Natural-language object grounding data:
* * *
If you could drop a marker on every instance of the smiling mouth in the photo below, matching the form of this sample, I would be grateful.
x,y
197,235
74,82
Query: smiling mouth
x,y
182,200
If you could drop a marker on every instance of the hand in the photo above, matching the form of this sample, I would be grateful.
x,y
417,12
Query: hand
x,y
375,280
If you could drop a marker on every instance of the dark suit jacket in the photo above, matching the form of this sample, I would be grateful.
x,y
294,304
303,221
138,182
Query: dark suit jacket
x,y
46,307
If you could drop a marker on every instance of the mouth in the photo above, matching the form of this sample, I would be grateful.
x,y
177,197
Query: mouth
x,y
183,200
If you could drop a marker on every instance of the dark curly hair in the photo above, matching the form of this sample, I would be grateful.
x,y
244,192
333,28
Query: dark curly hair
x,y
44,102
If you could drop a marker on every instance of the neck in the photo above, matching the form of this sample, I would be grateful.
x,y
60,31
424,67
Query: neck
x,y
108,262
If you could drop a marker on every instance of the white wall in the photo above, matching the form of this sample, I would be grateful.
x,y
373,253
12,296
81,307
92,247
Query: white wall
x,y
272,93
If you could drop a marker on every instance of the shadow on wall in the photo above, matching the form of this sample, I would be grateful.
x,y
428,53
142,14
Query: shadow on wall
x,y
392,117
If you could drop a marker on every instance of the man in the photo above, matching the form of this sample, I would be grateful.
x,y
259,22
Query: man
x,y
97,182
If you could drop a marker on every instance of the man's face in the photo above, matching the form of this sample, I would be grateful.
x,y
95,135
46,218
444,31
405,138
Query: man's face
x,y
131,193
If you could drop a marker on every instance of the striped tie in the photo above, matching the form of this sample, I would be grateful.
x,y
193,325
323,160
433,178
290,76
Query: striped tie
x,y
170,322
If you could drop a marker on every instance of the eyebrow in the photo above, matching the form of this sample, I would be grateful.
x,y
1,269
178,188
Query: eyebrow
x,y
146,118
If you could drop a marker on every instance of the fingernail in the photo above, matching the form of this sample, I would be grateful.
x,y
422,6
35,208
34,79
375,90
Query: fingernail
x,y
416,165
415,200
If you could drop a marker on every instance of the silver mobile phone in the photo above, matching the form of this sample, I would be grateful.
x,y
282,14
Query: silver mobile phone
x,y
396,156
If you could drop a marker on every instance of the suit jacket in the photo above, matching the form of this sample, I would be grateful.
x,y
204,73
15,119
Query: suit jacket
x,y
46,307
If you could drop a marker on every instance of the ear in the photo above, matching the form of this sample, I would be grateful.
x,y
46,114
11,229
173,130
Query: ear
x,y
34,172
* * *
● Your assignment
Your answer must consist of every line above, transcribed verbatim.

● Solution
If you could drop a marker on every instance of the smiling mouth in the photo below, matching the form of this sample, I would be grateful.
x,y
197,235
74,82
Query: smiling mouth
x,y
182,200
If you could drop a marker on every instance of the hand in the photo above, matching the form of this sample, I would be grateful.
x,y
417,12
Query: hand
x,y
375,280
If you could drop a marker on every instance of the dark suit jacket in the photo above, matching the form of this sample, I would be grateful.
x,y
294,304
303,221
138,182
Query: dark suit jacket
x,y
46,307
If you could drop a marker on every instance of the mouth in the photo above, matching the form of this sample, I would be grateful.
x,y
177,197
Query: mouth
x,y
183,200
If you could drop a marker on every instance of the dark curly hair in the photo above, matching the form of this sample, I would be grateful.
x,y
244,192
333,28
Query: dark curly hair
x,y
44,102
If you could drop a marker on every instance of the neck in the photo above, matching the form of this sample, I would be grateful.
x,y
60,31
424,67
Query: neck
x,y
108,262
If you could drop a marker on every instance of the white wall in the photo above, matching the form of this sample, I would be grateful.
x,y
373,253
12,296
81,307
92,247
Query: white wall
x,y
272,93
If you could drop a marker on every instance of the shadow on wall in the photo above, matching the form of this sample, I would be grateful.
x,y
428,53
142,14
Query: shadow on wall
x,y
392,117
If you could drop a marker on every instance of the man in the photo above, matching the form of this sample, I would be grateful.
x,y
259,22
Query: man
x,y
97,182
If you could drop a marker on every instance of the man's face in the photo above, matching the form of this sample, I would be grateful.
x,y
95,135
46,218
444,31
405,138
Query: man's face
x,y
131,193
If you could drop a marker on every instance of the striped tie in the photo above, matching the form of this sample, I would be grateful.
x,y
193,325
323,160
433,178
290,76
Query: striped tie
x,y
170,322
If you could drop a marker on every instance of the eyebrow in the photo above, matching the form of this sample, I would be grateful.
x,y
1,269
178,188
Query: eyebrow
x,y
146,118
If you could drop a marker on every instance of the fingernail in the photo above, matching the form of this sample, I would be grateful.
x,y
422,6
35,208
34,79
375,90
Query: fingernail
x,y
416,165
415,200
If you could drop a marker on every instance of the silver mobile phone in the photo above, matching the form of this sample, I would be grateful.
x,y
282,14
Query: silver mobile phone
x,y
396,156
If you could drop a marker on every instance of the suit jacket in the photo above, matching the form of this sample, I would be grateful.
x,y
204,73
15,119
Query: suit jacket
x,y
46,307
If you could drop a marker on every instance of the ear in the photo above, matching the form of this sample, I would be grateful.
x,y
46,114
11,229
173,130
Query: ear
x,y
34,172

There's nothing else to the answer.